# Start of DATASET
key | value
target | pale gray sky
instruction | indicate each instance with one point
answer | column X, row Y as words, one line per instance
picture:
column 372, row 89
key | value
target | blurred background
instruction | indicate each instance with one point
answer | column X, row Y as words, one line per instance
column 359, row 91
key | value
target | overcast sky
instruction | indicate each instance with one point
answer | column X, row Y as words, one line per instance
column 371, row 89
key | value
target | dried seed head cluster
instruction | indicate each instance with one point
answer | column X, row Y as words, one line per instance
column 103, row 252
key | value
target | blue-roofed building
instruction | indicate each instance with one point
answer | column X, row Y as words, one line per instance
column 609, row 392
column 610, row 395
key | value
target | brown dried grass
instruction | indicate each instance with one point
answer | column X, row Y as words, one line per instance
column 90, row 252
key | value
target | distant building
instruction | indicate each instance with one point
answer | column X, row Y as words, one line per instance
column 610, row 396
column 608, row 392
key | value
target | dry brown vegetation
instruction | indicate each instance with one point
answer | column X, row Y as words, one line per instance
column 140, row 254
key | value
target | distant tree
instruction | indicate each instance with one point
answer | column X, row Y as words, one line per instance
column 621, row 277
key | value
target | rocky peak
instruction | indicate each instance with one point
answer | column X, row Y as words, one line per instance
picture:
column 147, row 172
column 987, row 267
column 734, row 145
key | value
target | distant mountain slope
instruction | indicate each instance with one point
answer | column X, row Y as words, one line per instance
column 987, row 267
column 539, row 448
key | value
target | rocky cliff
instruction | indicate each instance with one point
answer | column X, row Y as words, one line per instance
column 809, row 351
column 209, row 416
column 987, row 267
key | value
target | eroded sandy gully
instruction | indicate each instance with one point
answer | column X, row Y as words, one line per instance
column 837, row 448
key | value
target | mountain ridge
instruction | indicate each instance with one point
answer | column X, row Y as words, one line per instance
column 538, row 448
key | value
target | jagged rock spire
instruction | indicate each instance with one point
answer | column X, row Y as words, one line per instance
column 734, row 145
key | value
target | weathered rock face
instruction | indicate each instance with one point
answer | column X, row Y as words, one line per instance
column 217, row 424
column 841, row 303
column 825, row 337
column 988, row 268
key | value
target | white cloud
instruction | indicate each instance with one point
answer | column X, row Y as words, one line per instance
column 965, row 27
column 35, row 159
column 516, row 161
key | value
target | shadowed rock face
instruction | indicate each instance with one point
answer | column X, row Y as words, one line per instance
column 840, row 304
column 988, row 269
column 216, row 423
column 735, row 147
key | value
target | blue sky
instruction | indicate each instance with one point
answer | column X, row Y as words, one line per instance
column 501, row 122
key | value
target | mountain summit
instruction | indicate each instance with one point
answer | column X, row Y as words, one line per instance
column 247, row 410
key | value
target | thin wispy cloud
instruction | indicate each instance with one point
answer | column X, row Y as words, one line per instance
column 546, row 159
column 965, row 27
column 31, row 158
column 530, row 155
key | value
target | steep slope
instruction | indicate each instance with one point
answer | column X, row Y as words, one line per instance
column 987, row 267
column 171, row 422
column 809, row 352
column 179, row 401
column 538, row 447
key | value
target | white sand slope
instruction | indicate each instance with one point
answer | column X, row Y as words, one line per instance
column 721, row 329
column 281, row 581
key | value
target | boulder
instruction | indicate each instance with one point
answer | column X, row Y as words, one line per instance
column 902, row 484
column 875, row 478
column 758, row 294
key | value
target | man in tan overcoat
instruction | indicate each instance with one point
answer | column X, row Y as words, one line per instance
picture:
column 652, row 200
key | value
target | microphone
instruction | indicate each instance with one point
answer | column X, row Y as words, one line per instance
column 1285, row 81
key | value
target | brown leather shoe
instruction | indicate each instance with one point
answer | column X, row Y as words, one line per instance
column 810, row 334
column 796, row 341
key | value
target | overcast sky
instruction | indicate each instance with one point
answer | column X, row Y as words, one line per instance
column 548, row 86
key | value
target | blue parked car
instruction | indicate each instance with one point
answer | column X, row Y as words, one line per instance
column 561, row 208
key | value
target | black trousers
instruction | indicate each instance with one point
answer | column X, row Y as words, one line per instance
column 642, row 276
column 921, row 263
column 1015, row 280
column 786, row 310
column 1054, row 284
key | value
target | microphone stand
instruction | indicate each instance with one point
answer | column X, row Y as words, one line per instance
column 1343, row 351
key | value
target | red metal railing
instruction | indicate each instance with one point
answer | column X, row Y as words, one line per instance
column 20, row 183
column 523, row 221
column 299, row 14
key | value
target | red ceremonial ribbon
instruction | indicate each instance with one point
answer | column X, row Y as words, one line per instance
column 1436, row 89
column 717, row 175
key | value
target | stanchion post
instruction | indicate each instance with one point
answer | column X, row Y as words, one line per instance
# End of DATASET
WRITTEN INSTRUCTION: From the listing above, extract all records word for word.

TASK RESPONSE:
key | value
target | pale gray sky
instruction | indicate each instance with one point
answer | column X, row Y as words, one line per instance
picture:
column 372, row 89
key | value
target | blurred background
instruction | indicate each instance with one point
answer | column X, row Y as words, one line per instance
column 359, row 91
key | value
target | overcast sky
instruction | indicate each instance with one point
answer | column X, row Y as words, one line per instance
column 371, row 89
key | value
target | dried seed head cluster
instruction | indicate each instance with one point
answer | column X, row Y as words, one line per instance
column 103, row 252
key | value
target | blue-roofed building
instruction | indicate each instance with one point
answer | column X, row Y as words, one line per instance
column 609, row 392
column 610, row 395
key | value
target | brown dried grass
instruction | indicate each instance with one point
answer | column X, row Y as words, one line per instance
column 90, row 252
key | value
target | distant building
instruction | indicate each instance with one point
answer | column X, row Y as words, one line per instance
column 610, row 396
column 608, row 392
key | value
target | dry brown vegetation
instruction | indicate each instance with one point
answer | column X, row Y as words, one line per instance
column 140, row 254
key | value
target | distant tree
instruction | indicate each instance with one point
answer | column X, row Y as words, one line per instance
column 621, row 277
key | value
target | rocky peak
instruction | indicate each instance with one point
answer | column X, row Y as words, one line per instance
picture:
column 147, row 172
column 987, row 267
column 734, row 145
key | value
target | distant mountain slope
instruction | indicate each instance with one point
answer | column X, row Y as words, one line per instance
column 987, row 267
column 539, row 448
key | value
target | rocky cliff
instruction | indicate each instance with one point
answer | column X, row Y as words, one line per instance
column 809, row 351
column 209, row 416
column 987, row 267
key | value
target | eroded sandy gully
instruction | indicate each instance with one point
answer | column X, row Y as words, one line per instance
column 837, row 448
key | value
target | mountain ridge
instruction | indicate each instance with one point
answer | column X, row Y as words, one line per instance
column 538, row 448
key | value
target | jagged rock spire
instruction | indicate each instance with one point
answer | column X, row Y as words, one line per instance
column 734, row 145
key | value
target | weathered rock face
instruction | indicate each instance with one point
answer | column X, row Y as words, one line per instance
column 217, row 424
column 841, row 303
column 825, row 337
column 988, row 268
key | value
target | white cloud
instruction | indicate each instance with one point
answer | column X, row Y as words, one line per instance
column 965, row 27
column 35, row 159
column 516, row 161
key | value
target | shadowed rock face
instruction | indicate each instance with one point
answer | column X, row Y as words, one line per instance
column 840, row 304
column 988, row 269
column 216, row 423
column 735, row 147
key | value
target | blue sky
instruction | indicate each instance with one point
answer | column X, row Y as words, one line per instance
column 501, row 122
key | value
target | mountain summit
instruction | indicate each instance with one point
answer | column X, row Y as words, one line per instance
column 247, row 410
key | value
target | thin wispy cloud
instruction | indicate each instance with one point
answer | column X, row Y as words, one line per instance
column 546, row 159
column 965, row 27
column 31, row 158
column 530, row 155
key | value
target | steep slope
instruction | indicate each instance with one point
answer | column X, row Y as words, one line per instance
column 987, row 267
column 171, row 422
column 809, row 352
column 179, row 401
column 538, row 447
key | value
target | white sand slope
instruction | indicate each instance with one point
answer | column X, row Y as words, one line per instance
column 721, row 329
column 281, row 581
key | value
target | boulder
instruction | indicate each instance with one point
answer | column X, row Y as words, one line per instance
column 902, row 484
column 875, row 478
column 758, row 294
key | value
target | man in tan overcoat
instruction | indicate each instance with one point
answer | column X, row Y as words, one line per instance
picture:
column 652, row 200
key | value
target | microphone
instruction | indicate each instance with one point
answer | column X, row Y as words, one line per instance
column 1285, row 81
key | value
target | brown leather shoe
instruction | indicate each instance with one point
answer | column X, row Y as words, one line per instance
column 810, row 334
column 796, row 341
key | value
target | overcast sky
instruction | indicate each instance with one point
answer | column X, row Y as words, one line per instance
column 548, row 86
key | value
target | blue parked car
instruction | indicate each instance with one point
answer | column X, row Y as words, one line per instance
column 561, row 208
key | value
target | black trousers
instruction | indicate each instance with one point
answer | column X, row Y as words, one line per instance
column 642, row 276
column 921, row 263
column 1015, row 280
column 786, row 310
column 1054, row 284
key | value
target | microphone stand
instruction | indicate each instance with one point
answer | column X, row Y as words, one line per instance
column 1343, row 351
key | value
target | red metal railing
instruction | indicate each instance with one point
answer | column X, row Y as words, one line per instance
column 20, row 183
column 523, row 221
column 299, row 14
key | value
target | red ceremonial ribbon
instruction | indicate each instance with one point
answer | column X, row Y as words, one line per instance
column 1436, row 89
column 717, row 175
key | value
target | stanchion post
instruction | indicate each instance with one point
answer | column X, row Y as words, one line per instance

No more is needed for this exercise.